Do you ever wonder if, in the face of danger, you would risk yourself to save someone in dire need, or flee the scene, or stand there in gape-mouthed befuddlement?
I'm not asking just because of the recent 10-year anniversary of the 9/11 terrorist attacks I'm also asking because earlier this week a group of strangers on a street in Logan, Utah, were videoed coming together to help save a man despite some risk to themselves.
After a motorcycle and car crashed on the street, the motorcycle started on fire. The video, taken from inside a nearby office building, starts here.
As the blaze spread to the engine compartment of the car, a construction worker ran over to look under the car's front end and saw that the motorcyclist was trapped underneath. Pretty quickly another construction worker and a few bystanders came together to try lifting the car off of what they figured was a dead motorcyclist.
The five people barely budged the car, so one of the women helping laid down on the pavement to look at the motorcyclist, and once she announced that the man was alive more bystanders rushed in to help. With about a dozen people lifting and pushing, the car was tipped up and the motorcyclist dragged out to safety. Go ahead and clap now.
Also caught on camera was one poor schlep in a suit and tie standing around, getting in people's way and not helping one lick of a bit to lift the car or drag the guy out — or even count one-two-three, heave-ho. At one point, however, he did take a break to lean on the car's trunk lid. Thanks for that, man.
The evil voice in my head hopes the suit went to work and bragged about helping save some guy's life, then had to suffer harassment once the video hit the news fan.
But realistically, I understand that some people just aren't good in emergencies, and we can't fault him for it. In fact, we should be thankful he was sporting a business suit rather than a law enforcement, military or fireman uniform at the moment he discovered he was not cut out to wear a cape and save the day.
Still, the question is out there: What kind of person are you?
Me? Honestly, I don't think I'm a "run toward the burning fireball of the World Trade Center in hopes of saving a few people before it collapses" kind of hero, but I like to think I'm a "lend my strong back to tip a car off a guy" kinda chick. I'm OK with that. I'm not in uniform or a cape.
This, though, is my fear: I will come to someone's aid, but bungle the job.
I'm not talking about putting the tourniquet on the wrong arm kind of bumbling. I'm talking about helping to tip the car off the guy, but unthinkingly pushing on the window instead of the frame, breaking the glass, cutting open a major artery and requiring more immediate medical attention than the squished guy left sprawled like a starfish on the pavement after being drug backward from under a car.
Or slipping and falling under the car just as it's dropped back down, but the group of helpful strangers is too exhausted to lift it a second time and none of the gape-mouthed lookie-Lou's are willing to step in. I'm left floundering around on the pavement, cussing and spitting on the flames to keep them away from my trapped leg.
My even-bigger fear? My bumbling will be caught on a video that goes viral on the Internet with over 10 million views, plus coverage on every major TV network. And some website called RescueFail.com will play the video backward — making it look like I kick the car off myself and stand to help tip the car up so we can slide the motorcyclist back under it — doesn't really help my cause.

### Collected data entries
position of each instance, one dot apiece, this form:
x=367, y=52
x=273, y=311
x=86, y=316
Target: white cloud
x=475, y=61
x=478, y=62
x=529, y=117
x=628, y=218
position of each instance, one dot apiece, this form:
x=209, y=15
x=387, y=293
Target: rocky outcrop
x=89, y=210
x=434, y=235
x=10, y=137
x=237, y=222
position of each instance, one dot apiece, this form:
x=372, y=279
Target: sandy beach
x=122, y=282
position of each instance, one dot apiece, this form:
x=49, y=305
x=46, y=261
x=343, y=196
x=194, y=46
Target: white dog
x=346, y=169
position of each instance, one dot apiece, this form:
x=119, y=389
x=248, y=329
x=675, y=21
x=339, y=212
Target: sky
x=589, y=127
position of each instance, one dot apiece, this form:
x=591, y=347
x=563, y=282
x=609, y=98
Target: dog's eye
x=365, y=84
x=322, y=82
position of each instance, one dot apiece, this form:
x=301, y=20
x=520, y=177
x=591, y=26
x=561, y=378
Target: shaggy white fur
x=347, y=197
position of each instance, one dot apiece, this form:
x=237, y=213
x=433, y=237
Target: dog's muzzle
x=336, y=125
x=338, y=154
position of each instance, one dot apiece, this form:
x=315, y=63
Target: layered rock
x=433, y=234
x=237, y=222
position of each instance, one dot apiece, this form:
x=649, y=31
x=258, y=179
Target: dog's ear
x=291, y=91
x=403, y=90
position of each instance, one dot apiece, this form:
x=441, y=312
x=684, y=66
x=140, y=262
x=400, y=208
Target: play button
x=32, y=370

...

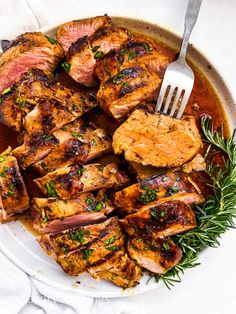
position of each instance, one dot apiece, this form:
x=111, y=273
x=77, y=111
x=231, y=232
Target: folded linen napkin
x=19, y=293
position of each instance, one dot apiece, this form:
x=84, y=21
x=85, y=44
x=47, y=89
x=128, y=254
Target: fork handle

### EXERCISE DIRECTIONS
Repeat the passage from the column on the Logan rescue above, from "I'm not asking" to "building, starts here.", word for word.

### YOUR SOLUTION
I'm not asking just because of the recent 10-year anniversary of the 9/11 terrorist attacks I'm also asking because earlier this week a group of strangers on a street in Logan, Utah, were videoed coming together to help save a man despite some risk to themselves.
After a motorcycle and car crashed on the street, the motorcycle started on fire. The video, taken from inside a nearby office building, starts here.